WORK TASK:
Reproduce every entry exactly as given.

*** GIVEN DATA ***

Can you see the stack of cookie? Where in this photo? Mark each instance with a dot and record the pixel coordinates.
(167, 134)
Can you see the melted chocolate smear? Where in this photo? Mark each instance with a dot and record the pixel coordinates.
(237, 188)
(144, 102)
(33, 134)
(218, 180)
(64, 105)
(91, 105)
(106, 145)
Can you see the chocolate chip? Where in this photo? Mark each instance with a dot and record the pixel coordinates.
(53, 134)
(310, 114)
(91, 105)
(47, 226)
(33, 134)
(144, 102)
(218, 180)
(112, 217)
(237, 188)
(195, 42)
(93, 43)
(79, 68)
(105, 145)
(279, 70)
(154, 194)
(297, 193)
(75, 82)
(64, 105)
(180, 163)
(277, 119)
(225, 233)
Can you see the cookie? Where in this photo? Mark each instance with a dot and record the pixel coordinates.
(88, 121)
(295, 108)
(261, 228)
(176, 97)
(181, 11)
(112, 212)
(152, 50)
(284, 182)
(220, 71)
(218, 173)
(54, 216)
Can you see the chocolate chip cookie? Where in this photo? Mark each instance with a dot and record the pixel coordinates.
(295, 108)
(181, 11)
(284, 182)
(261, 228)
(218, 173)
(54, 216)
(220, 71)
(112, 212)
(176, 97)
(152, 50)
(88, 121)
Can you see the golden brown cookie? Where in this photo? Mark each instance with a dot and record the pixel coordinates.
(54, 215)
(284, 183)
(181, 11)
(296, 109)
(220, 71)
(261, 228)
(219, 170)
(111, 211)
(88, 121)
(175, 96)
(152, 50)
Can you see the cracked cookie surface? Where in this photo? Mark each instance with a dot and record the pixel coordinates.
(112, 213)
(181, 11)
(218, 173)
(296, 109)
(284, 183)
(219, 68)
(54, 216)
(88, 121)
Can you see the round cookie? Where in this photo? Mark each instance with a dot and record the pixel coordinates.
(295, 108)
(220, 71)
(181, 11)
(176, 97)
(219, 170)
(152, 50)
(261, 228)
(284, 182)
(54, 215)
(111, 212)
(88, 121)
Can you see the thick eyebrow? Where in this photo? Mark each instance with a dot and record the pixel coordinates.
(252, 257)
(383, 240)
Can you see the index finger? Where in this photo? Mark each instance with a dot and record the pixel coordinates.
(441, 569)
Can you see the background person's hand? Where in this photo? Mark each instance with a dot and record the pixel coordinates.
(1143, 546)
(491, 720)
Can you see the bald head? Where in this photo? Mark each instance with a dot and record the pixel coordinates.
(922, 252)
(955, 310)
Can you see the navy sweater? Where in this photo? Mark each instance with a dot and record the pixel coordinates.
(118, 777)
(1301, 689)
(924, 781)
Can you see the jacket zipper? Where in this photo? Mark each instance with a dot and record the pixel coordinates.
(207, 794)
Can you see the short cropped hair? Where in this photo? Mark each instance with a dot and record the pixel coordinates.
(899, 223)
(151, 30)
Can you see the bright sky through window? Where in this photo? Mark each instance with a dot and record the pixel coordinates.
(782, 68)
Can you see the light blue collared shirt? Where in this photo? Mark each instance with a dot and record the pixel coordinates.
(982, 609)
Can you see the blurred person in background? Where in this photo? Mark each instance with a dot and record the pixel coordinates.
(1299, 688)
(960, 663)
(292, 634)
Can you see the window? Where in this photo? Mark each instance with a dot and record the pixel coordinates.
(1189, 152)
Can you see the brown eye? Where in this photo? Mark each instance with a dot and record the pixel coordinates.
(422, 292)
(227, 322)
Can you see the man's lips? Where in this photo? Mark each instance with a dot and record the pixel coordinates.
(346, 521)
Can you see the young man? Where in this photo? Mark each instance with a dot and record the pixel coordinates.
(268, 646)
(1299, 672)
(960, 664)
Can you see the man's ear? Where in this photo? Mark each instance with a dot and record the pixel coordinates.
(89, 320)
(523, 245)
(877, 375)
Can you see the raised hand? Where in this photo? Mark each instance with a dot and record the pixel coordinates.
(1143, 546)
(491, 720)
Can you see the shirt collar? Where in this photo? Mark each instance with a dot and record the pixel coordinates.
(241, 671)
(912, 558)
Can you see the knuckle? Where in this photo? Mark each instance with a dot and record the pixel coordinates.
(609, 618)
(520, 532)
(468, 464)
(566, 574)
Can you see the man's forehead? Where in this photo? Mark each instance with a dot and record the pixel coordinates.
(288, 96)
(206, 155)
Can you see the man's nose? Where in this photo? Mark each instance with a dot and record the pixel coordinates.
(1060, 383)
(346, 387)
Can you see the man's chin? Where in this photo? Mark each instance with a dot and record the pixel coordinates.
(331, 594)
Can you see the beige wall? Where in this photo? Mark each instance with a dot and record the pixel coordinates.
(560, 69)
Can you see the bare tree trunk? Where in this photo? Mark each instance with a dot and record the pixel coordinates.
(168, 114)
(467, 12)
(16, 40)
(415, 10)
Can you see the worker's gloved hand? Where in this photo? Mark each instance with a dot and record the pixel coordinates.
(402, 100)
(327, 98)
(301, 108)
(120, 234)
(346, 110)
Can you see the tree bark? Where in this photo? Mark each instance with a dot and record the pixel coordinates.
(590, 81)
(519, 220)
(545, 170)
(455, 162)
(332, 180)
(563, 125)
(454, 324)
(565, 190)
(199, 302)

*** End of GIVEN DATA ***

EXERCISE SOLUTION:
Can you see the stack of cookie? Where in this photo? Mark each instance with a dot and record the pixel coordinates.
(167, 134)
Can you see the melted chocolate smear? Where in this photo? Mark each instance with a dot and record the pixel coordinates.
(237, 188)
(144, 102)
(33, 134)
(218, 180)
(64, 105)
(91, 105)
(106, 145)
Can you see the chocolate chip? Where in this photo? Mark each instance with a dot and record the pixel coordinates.
(53, 134)
(310, 114)
(91, 105)
(47, 226)
(33, 134)
(144, 102)
(218, 180)
(112, 217)
(237, 188)
(195, 42)
(93, 43)
(79, 68)
(105, 145)
(279, 70)
(154, 194)
(297, 193)
(75, 82)
(64, 105)
(180, 163)
(277, 119)
(225, 233)
Can you see the cookie? Where in this photo? Mark each instance with a dot and record the pixel coordinates.
(88, 121)
(295, 108)
(261, 228)
(176, 97)
(181, 11)
(112, 212)
(152, 50)
(284, 182)
(220, 71)
(218, 173)
(54, 216)
Can you see the chocolate chip cookie? Where in this photo? Mark each instance with a dot and record the pixel coordinates.
(295, 108)
(181, 11)
(284, 182)
(261, 228)
(218, 173)
(54, 216)
(220, 71)
(112, 212)
(176, 97)
(152, 50)
(88, 121)
Can you see the golden brown cookie? Where in this photo? Mark each instance with a dot and record the pixel coordinates.
(54, 215)
(284, 183)
(181, 11)
(296, 109)
(220, 71)
(261, 228)
(219, 170)
(111, 211)
(88, 121)
(175, 96)
(152, 50)
Can you see the cracked cookie surface? Where in this photo? Mark each instance with a dot and record the pixel coordinates.
(112, 213)
(181, 11)
(218, 173)
(296, 109)
(284, 183)
(219, 68)
(54, 216)
(88, 121)
Can you see the round cookie? Where in this photo? Mark each instance with a dot and record the pixel coordinates.
(295, 108)
(220, 71)
(181, 11)
(176, 97)
(219, 170)
(152, 50)
(261, 228)
(284, 182)
(54, 215)
(111, 212)
(88, 121)
Can you see the thick eyebrow? Where in this photo? Mark each instance with a dot and record the pixel coordinates.
(252, 257)
(383, 240)
Can you see the index finger? Where in this photo? Mark each instance with a dot and record the pixel coordinates.
(441, 569)
Can you see the background person's hand? Where in this photo? Mark each instance with a dot and record the pixel coordinates.
(1143, 546)
(491, 720)
Can you see the bald head? Where in this photo? Mark each instance with a dot and record the pixel coordinates.
(922, 252)
(955, 310)
Can you see the navy sweater? Where in this photo? Mark each instance with a dot and record the pixel coordinates.
(118, 777)
(1301, 689)
(924, 781)
Can you see the jacket zipper? Where in this photo? Mark each instance with a dot and record the pixel coordinates.
(207, 794)
Can you see the short cropped hair? Where in this photo? Mark each instance with a dot and record the pixel coordinates.
(899, 223)
(151, 30)
Can you see the bright sky through window? Where in this photo? Mark each instance with a dot and record the pixel coordinates.
(782, 68)
Can you see the light blue collared shirt? Where in this photo? Mark each instance with a dot and record the pixel coordinates.
(982, 609)
Can you see the blurred person in background? Where in this photo? Mark each instance with a dot and record the pixel coordinates.
(1299, 688)
(960, 663)
(292, 634)
Can you see the window? Where in this photo? Mark each instance with a dot and record the pixel coordinates.
(1189, 152)
Can you see the brown eye? Where in this photo? Mark each instance with a dot and record the pixel coordinates.
(422, 292)
(227, 322)
Can you see the man's lips? Where in this photo? Mark each instance with a dot and record the pixel coordinates.
(346, 521)
Can you see the young man? Where in this photo? Mark each instance with a dot and record the pixel coordinates.
(268, 646)
(1299, 672)
(960, 664)
Can you see the man's ear? Where in this photo? Mark each instance with a dot and record the pixel coordinates.
(89, 320)
(523, 245)
(877, 375)
Can you see the raised hand? Where in this photo? Mark each instance with a dot and record the pixel coordinates.
(1143, 546)
(491, 720)
Can you see the shirt collar? Where in this photo? Mark each instance with a dot and record the pixel coordinates.
(241, 671)
(912, 558)
Can you see the knuckle? Where in this photo? Mark each instance with a dot and record the pixel coordinates.
(609, 618)
(520, 532)
(468, 464)
(566, 574)
Can you see the man's forehead? Where in this photo? Mark each instance with a dot and record the pixel coordinates.
(288, 96)
(206, 155)
Can you see the man's nose? Where in this photo? Mark each instance with a dot and record the pixel coordinates.
(1060, 383)
(346, 387)
Can you see the man's chin? Where in this photo? Mark each instance with a dot and record the pixel coordinates.
(331, 594)
Can you see the beige wall? Where in this photo? Mark each instance with a dot and record the pixel coordinates.
(560, 69)
Can you see the bare tree trunk? Where in this photo? Mark each instance with a dot and record the pixel coordinates.
(168, 114)
(467, 12)
(16, 40)
(415, 10)
Can you see the worker's gloved hand? Where in this photo? Mark each instance with a dot and record the pixel coordinates.
(402, 100)
(327, 98)
(301, 108)
(120, 234)
(346, 110)
Can you see the tree bark? Where in this photo? Mark each instance with a dot and record the pixel coordinates.
(590, 81)
(519, 220)
(545, 170)
(455, 162)
(332, 180)
(563, 125)
(454, 324)
(565, 190)
(199, 302)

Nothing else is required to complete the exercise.